# [Request]
Rewrite everything from the first line of the items down to the line containing "(89, 258), (194, 356)", offsetting each coordinate in the answers by adding 146 to it and leaving all other lines unchanged.

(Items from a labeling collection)
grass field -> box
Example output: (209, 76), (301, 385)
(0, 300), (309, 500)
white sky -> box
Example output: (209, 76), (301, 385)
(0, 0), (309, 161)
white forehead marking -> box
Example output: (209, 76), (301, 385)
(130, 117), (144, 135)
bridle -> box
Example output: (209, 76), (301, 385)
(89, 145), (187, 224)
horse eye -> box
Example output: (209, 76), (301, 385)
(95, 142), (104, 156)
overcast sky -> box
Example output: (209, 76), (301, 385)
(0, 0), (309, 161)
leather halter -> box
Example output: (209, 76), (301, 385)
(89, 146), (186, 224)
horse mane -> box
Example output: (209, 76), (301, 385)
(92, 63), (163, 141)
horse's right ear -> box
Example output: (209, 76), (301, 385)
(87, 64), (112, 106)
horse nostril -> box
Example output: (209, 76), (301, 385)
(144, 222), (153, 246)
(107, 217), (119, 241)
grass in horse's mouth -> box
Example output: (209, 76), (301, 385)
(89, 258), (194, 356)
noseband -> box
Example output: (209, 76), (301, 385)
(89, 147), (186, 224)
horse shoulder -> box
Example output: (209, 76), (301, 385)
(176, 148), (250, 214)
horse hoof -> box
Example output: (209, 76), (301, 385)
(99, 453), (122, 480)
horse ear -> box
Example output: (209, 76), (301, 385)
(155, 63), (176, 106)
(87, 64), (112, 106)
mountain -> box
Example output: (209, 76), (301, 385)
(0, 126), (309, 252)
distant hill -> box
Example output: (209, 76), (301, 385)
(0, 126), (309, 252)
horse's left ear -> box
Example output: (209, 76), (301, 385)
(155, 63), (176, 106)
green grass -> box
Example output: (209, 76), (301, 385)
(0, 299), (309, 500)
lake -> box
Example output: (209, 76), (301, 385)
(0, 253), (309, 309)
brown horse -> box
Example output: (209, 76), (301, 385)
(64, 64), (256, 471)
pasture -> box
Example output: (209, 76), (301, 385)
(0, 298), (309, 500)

# [Final answer]
grass field -> box
Example output: (209, 76), (301, 385)
(146, 446), (455, 646)
white sky -> box
Example output: (209, 76), (301, 385)
(146, 146), (455, 307)
white forehead marking -> box
Example output: (209, 76), (301, 385)
(276, 263), (290, 281)
bridle -> box
Example output: (209, 76), (301, 385)
(235, 291), (333, 370)
horse eye -> box
Example output: (209, 76), (301, 385)
(241, 288), (250, 302)
overcast sky -> box
Example output: (209, 76), (301, 385)
(146, 146), (455, 307)
leather halter -> box
Example output: (209, 76), (301, 385)
(235, 292), (332, 370)
horse mane -> box
Example output: (209, 76), (301, 385)
(238, 209), (309, 287)
horse's right ear -> box
Example output: (209, 76), (301, 385)
(233, 210), (258, 252)
horse nostril -> box
Example output: (209, 76), (301, 385)
(290, 368), (299, 392)
(253, 363), (265, 387)
grass in horse's mouth -> box
Example output: (209, 76), (301, 385)
(235, 404), (340, 502)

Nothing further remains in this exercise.